**To do:** When the line containing "Query: headphones" appears in the entries below, begin printing there and stop after the line containing "out like [238,6]."; print each of those lines exactly and no other line.

##### Listed entries #####

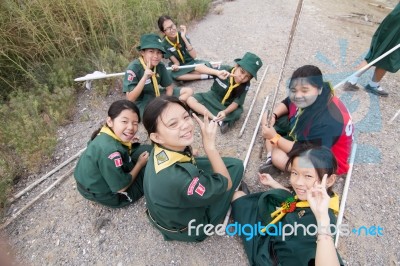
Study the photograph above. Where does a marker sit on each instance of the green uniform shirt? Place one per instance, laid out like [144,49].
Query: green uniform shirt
[171,50]
[297,249]
[134,74]
[213,98]
[184,191]
[103,169]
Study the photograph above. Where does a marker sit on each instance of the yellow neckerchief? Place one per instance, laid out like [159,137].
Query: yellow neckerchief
[291,133]
[164,158]
[231,87]
[108,131]
[279,213]
[176,46]
[153,77]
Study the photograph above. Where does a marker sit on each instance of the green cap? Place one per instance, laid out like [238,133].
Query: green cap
[150,41]
[250,62]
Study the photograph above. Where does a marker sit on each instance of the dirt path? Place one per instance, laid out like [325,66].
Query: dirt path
[63,228]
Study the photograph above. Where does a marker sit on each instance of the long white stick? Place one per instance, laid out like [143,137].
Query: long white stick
[246,160]
[102,75]
[289,45]
[345,191]
[368,65]
[15,215]
[252,103]
[394,117]
[34,184]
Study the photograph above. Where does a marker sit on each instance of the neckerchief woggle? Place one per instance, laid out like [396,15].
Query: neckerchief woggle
[108,131]
[177,46]
[164,158]
[231,87]
[292,203]
[153,77]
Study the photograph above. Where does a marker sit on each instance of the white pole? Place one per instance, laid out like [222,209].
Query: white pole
[368,66]
[246,160]
[102,75]
[252,104]
[34,184]
[55,183]
[345,191]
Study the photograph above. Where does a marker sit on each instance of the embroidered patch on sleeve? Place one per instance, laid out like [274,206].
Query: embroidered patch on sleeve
[113,155]
[161,157]
[131,75]
[200,189]
[192,185]
[116,156]
[118,162]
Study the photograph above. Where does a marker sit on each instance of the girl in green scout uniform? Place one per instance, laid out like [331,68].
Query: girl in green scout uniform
[179,50]
[386,36]
[180,189]
[146,75]
[305,206]
[111,169]
[224,102]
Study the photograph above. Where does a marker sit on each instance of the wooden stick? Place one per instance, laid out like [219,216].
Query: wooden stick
[34,184]
[252,103]
[289,45]
[102,75]
[394,117]
[380,6]
[255,133]
[248,155]
[345,191]
[15,215]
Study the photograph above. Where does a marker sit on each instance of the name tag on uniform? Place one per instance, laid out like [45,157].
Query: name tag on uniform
[223,85]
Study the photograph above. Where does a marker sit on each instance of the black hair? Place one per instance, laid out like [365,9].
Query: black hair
[311,75]
[116,109]
[161,21]
[155,108]
[322,159]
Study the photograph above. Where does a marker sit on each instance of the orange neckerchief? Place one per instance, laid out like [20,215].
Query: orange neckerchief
[291,204]
[177,46]
[153,78]
[231,87]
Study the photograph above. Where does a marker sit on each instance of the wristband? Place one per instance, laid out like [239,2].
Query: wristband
[275,139]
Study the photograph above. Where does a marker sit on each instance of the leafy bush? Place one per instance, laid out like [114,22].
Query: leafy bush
[44,45]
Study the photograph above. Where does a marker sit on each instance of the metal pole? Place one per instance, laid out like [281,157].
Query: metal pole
[345,191]
[102,75]
[368,66]
[291,36]
[34,184]
[252,104]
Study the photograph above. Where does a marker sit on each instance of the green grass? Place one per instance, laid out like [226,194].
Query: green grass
[44,45]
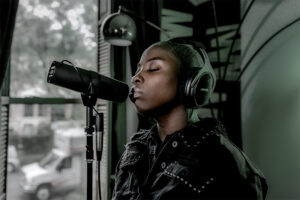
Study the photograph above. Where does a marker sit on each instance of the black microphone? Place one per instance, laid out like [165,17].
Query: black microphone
[81,80]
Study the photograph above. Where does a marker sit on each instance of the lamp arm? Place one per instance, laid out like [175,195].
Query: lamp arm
[124,10]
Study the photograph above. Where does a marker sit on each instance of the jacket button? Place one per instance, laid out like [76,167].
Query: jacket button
[174,144]
[163,165]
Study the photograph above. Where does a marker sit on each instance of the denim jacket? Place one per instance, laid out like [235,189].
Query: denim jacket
[196,162]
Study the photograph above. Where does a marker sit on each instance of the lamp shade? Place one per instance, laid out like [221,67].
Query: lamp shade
[119,29]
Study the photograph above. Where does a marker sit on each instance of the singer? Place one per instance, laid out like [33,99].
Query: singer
[177,158]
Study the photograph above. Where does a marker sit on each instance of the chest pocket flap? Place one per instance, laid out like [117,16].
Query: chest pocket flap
[130,158]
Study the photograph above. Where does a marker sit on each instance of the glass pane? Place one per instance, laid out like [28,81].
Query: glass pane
[48,30]
[47,152]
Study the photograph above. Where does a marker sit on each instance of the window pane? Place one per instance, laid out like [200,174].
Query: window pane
[48,30]
[47,148]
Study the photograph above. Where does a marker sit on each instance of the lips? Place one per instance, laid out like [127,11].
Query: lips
[135,93]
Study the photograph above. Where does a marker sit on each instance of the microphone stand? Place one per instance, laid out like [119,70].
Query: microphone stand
[89,100]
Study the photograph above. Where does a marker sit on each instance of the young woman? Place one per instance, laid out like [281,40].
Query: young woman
[177,159]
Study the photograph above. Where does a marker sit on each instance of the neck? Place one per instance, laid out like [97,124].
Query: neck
[172,121]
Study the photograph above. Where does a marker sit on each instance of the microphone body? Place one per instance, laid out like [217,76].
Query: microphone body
[81,80]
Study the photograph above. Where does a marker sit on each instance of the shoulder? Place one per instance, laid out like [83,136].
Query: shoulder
[198,134]
[208,139]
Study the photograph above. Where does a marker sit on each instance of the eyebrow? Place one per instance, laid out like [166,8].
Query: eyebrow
[151,59]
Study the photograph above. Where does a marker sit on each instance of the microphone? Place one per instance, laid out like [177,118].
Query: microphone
[81,80]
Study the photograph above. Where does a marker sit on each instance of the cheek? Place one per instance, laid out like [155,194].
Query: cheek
[158,92]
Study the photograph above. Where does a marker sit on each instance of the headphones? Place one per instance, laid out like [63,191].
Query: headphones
[196,84]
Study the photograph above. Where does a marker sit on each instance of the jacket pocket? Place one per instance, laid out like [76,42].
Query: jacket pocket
[130,158]
[190,179]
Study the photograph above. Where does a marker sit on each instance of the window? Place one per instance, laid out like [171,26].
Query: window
[28,110]
[47,31]
[43,110]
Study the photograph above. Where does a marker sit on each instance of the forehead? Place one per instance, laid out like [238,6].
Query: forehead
[157,51]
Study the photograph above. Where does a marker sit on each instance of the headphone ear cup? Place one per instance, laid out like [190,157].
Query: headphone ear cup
[202,90]
[196,87]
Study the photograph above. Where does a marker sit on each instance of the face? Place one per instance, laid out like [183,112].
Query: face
[155,82]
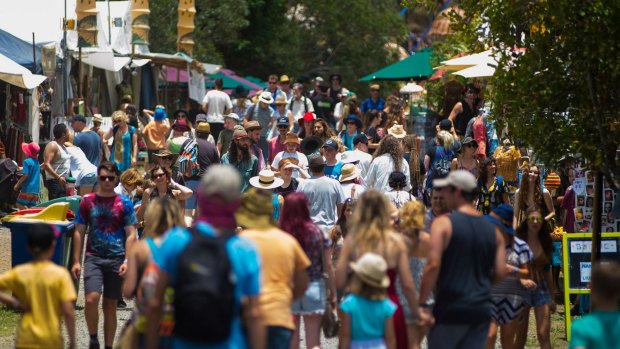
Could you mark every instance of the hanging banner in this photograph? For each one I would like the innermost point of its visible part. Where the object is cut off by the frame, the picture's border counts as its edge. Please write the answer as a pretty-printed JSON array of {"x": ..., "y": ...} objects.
[
  {"x": 140, "y": 22},
  {"x": 185, "y": 26},
  {"x": 86, "y": 11}
]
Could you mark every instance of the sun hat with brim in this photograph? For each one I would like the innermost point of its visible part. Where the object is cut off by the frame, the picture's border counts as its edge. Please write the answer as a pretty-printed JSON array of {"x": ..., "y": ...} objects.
[
  {"x": 165, "y": 152},
  {"x": 266, "y": 97},
  {"x": 31, "y": 149},
  {"x": 349, "y": 157},
  {"x": 502, "y": 217},
  {"x": 180, "y": 125},
  {"x": 371, "y": 269},
  {"x": 348, "y": 172},
  {"x": 291, "y": 138},
  {"x": 256, "y": 210},
  {"x": 397, "y": 131},
  {"x": 354, "y": 118},
  {"x": 252, "y": 125},
  {"x": 266, "y": 179},
  {"x": 461, "y": 179}
]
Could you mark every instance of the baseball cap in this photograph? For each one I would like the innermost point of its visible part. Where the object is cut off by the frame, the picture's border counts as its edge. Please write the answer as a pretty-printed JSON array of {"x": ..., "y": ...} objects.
[
  {"x": 360, "y": 138},
  {"x": 461, "y": 179},
  {"x": 330, "y": 143},
  {"x": 78, "y": 118},
  {"x": 283, "y": 121}
]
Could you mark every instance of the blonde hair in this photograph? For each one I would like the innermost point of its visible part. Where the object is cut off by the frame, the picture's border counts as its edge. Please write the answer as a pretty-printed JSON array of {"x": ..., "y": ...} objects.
[
  {"x": 370, "y": 223},
  {"x": 132, "y": 177},
  {"x": 161, "y": 215},
  {"x": 120, "y": 115},
  {"x": 359, "y": 287},
  {"x": 412, "y": 216}
]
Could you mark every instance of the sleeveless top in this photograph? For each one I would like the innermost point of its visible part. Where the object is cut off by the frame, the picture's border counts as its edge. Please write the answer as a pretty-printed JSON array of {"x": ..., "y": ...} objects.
[
  {"x": 462, "y": 119},
  {"x": 463, "y": 290},
  {"x": 63, "y": 164}
]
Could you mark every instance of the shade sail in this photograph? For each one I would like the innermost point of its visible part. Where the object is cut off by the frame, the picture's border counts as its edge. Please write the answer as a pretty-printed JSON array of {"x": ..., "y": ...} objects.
[
  {"x": 17, "y": 75},
  {"x": 416, "y": 67}
]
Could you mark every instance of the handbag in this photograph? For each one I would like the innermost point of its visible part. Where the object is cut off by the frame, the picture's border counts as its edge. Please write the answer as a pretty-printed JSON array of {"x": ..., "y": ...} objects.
[{"x": 330, "y": 322}]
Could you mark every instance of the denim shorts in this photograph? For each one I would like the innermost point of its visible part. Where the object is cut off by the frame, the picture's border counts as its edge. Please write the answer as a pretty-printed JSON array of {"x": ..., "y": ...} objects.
[
  {"x": 313, "y": 301},
  {"x": 537, "y": 297}
]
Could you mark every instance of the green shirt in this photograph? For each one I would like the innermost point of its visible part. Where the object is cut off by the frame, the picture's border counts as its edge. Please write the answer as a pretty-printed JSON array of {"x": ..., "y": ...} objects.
[
  {"x": 247, "y": 170},
  {"x": 598, "y": 330}
]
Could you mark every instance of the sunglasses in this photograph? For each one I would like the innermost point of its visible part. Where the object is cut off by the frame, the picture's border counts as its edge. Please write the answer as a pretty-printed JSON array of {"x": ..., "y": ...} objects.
[{"x": 107, "y": 178}]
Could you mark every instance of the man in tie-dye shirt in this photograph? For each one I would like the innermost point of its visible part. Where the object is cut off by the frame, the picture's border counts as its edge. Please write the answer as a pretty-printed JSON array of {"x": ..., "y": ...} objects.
[{"x": 112, "y": 222}]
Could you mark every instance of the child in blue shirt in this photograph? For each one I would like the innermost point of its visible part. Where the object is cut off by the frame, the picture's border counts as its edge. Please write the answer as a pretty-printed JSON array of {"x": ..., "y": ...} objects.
[
  {"x": 366, "y": 313},
  {"x": 31, "y": 176},
  {"x": 601, "y": 328}
]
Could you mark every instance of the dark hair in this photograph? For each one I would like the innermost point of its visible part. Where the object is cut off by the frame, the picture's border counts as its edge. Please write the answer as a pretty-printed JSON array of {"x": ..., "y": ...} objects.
[
  {"x": 219, "y": 83},
  {"x": 295, "y": 219},
  {"x": 397, "y": 180},
  {"x": 131, "y": 109},
  {"x": 108, "y": 166},
  {"x": 60, "y": 130},
  {"x": 40, "y": 237},
  {"x": 544, "y": 234}
]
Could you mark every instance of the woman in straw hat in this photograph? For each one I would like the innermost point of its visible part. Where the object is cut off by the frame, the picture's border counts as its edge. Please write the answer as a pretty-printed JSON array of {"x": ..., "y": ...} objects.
[
  {"x": 366, "y": 313},
  {"x": 411, "y": 223},
  {"x": 371, "y": 232},
  {"x": 310, "y": 307}
]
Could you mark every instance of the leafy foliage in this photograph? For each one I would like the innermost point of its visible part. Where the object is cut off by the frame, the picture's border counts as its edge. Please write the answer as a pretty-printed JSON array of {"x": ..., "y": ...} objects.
[{"x": 557, "y": 83}]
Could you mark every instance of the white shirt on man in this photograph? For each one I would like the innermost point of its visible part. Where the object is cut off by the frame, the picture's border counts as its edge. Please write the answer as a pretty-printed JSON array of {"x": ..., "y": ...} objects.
[{"x": 217, "y": 104}]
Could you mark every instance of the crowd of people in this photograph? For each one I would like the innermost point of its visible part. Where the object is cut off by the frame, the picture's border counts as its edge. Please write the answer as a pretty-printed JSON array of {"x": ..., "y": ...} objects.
[{"x": 255, "y": 216}]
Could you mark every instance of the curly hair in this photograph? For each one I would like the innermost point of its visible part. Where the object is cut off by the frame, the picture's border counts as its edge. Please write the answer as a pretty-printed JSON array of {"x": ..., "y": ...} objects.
[
  {"x": 524, "y": 189},
  {"x": 414, "y": 161},
  {"x": 390, "y": 145}
]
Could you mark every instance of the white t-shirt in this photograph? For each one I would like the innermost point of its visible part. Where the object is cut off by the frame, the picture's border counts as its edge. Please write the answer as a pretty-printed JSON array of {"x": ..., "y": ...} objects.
[
  {"x": 217, "y": 103},
  {"x": 301, "y": 157},
  {"x": 80, "y": 166},
  {"x": 323, "y": 194}
]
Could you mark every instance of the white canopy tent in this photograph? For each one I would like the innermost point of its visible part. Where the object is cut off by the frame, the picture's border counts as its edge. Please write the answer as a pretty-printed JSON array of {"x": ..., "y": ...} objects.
[{"x": 15, "y": 74}]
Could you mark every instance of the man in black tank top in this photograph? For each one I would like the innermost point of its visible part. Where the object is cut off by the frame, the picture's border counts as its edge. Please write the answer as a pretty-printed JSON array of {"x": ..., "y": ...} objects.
[{"x": 466, "y": 257}]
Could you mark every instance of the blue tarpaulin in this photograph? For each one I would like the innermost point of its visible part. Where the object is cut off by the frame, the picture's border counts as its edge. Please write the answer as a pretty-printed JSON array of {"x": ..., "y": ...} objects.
[{"x": 19, "y": 51}]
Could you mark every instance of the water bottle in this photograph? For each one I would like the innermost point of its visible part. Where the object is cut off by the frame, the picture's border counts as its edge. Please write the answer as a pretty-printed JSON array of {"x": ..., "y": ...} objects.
[{"x": 70, "y": 190}]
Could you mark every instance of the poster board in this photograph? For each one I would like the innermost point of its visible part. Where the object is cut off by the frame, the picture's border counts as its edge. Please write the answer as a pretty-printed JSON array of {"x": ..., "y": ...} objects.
[{"x": 576, "y": 256}]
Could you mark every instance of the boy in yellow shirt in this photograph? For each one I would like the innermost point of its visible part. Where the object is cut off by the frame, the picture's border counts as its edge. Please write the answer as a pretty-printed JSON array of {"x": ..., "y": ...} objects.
[{"x": 43, "y": 291}]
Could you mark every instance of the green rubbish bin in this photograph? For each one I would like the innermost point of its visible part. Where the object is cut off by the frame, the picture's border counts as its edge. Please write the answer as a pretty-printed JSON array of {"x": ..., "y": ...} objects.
[
  {"x": 74, "y": 202},
  {"x": 19, "y": 243}
]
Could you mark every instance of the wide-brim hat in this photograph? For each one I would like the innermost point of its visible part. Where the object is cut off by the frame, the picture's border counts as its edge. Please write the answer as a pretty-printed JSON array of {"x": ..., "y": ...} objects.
[
  {"x": 372, "y": 269},
  {"x": 348, "y": 172},
  {"x": 240, "y": 92},
  {"x": 397, "y": 131},
  {"x": 165, "y": 152},
  {"x": 31, "y": 149},
  {"x": 266, "y": 179},
  {"x": 266, "y": 97},
  {"x": 255, "y": 211},
  {"x": 353, "y": 117}
]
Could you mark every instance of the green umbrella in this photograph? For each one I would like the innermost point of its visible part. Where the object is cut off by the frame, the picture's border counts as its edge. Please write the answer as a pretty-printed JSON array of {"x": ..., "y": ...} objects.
[{"x": 416, "y": 67}]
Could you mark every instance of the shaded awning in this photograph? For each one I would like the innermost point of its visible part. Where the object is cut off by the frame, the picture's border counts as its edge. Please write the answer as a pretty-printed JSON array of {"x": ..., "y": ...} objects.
[
  {"x": 17, "y": 75},
  {"x": 416, "y": 67}
]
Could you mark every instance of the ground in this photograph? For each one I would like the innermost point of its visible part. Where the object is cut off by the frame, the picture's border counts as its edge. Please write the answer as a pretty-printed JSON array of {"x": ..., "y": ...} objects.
[{"x": 9, "y": 319}]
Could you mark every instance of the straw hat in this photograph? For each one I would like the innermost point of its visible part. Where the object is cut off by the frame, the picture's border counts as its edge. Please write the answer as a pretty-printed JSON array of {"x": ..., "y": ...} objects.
[
  {"x": 266, "y": 97},
  {"x": 266, "y": 179},
  {"x": 348, "y": 172},
  {"x": 372, "y": 269},
  {"x": 397, "y": 131},
  {"x": 256, "y": 210}
]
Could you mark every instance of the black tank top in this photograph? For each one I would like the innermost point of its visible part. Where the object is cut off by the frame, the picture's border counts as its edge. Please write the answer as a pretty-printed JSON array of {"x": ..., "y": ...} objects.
[
  {"x": 462, "y": 119},
  {"x": 464, "y": 284}
]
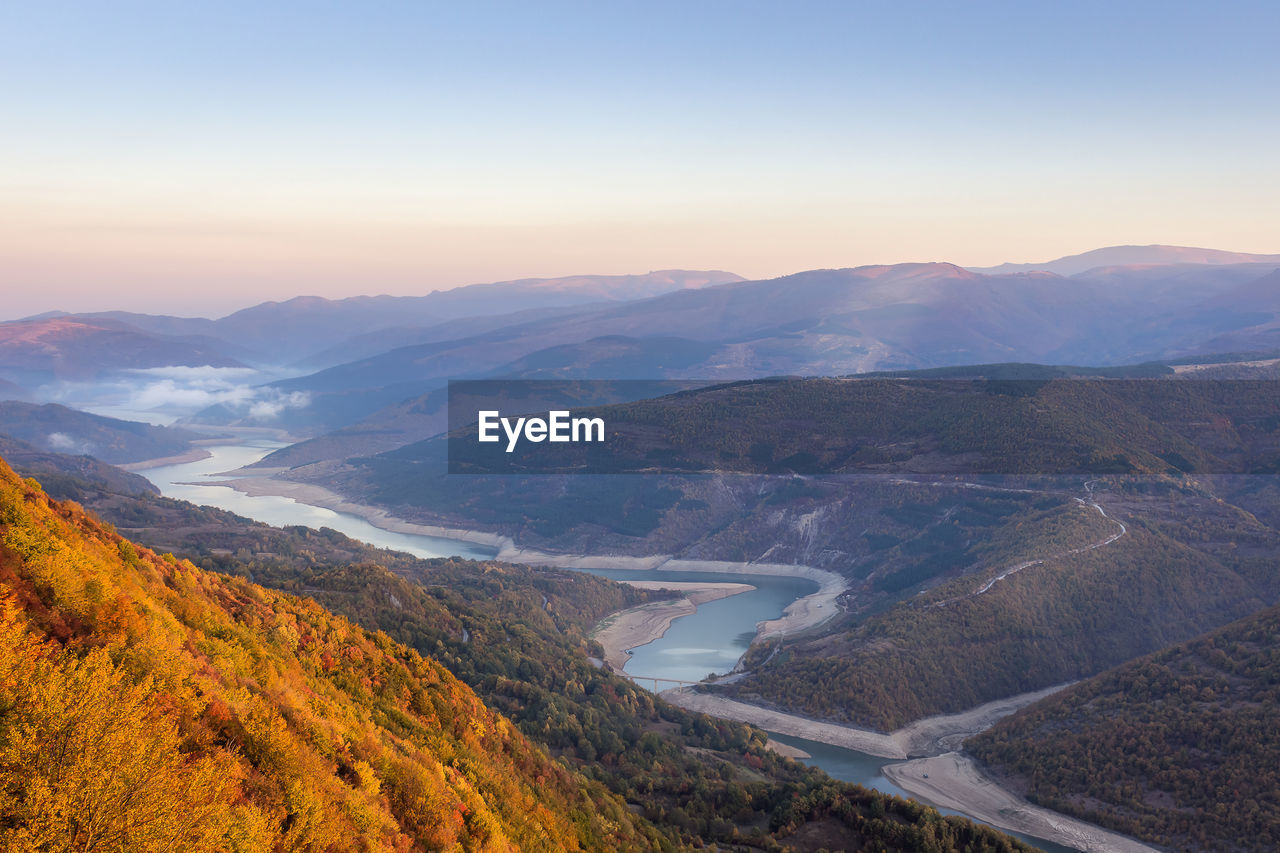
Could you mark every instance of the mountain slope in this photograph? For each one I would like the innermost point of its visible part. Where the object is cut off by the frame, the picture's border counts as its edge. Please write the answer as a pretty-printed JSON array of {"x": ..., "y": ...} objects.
[
  {"x": 302, "y": 327},
  {"x": 839, "y": 322},
  {"x": 60, "y": 429},
  {"x": 35, "y": 352},
  {"x": 1179, "y": 748},
  {"x": 206, "y": 712},
  {"x": 1129, "y": 256},
  {"x": 513, "y": 633}
]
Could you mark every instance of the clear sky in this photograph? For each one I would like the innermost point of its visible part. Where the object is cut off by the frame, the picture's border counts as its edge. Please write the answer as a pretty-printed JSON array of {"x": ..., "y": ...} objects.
[{"x": 196, "y": 158}]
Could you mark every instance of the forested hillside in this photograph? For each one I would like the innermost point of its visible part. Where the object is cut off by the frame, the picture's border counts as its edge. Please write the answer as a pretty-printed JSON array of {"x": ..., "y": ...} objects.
[
  {"x": 1180, "y": 748},
  {"x": 1050, "y": 597},
  {"x": 149, "y": 705},
  {"x": 342, "y": 724}
]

#####

**Result of the exercise:**
Query: headphones
[196,84]
Study the photograph above. Where does a marker sit on each instance of the jacket pocket? Place one per instance, laid out like [76,42].
Query: jacket pocket
[130,158]
[190,179]
Study the photograph above. Where does a marker sit on each instance of the window? Place one per instance, laid out like [171,26].
Query: window
[28,110]
[47,31]
[43,110]
Study the photograph above. Where does a marker sit on each instance of the forehead? Place one per instance, laid out like [238,6].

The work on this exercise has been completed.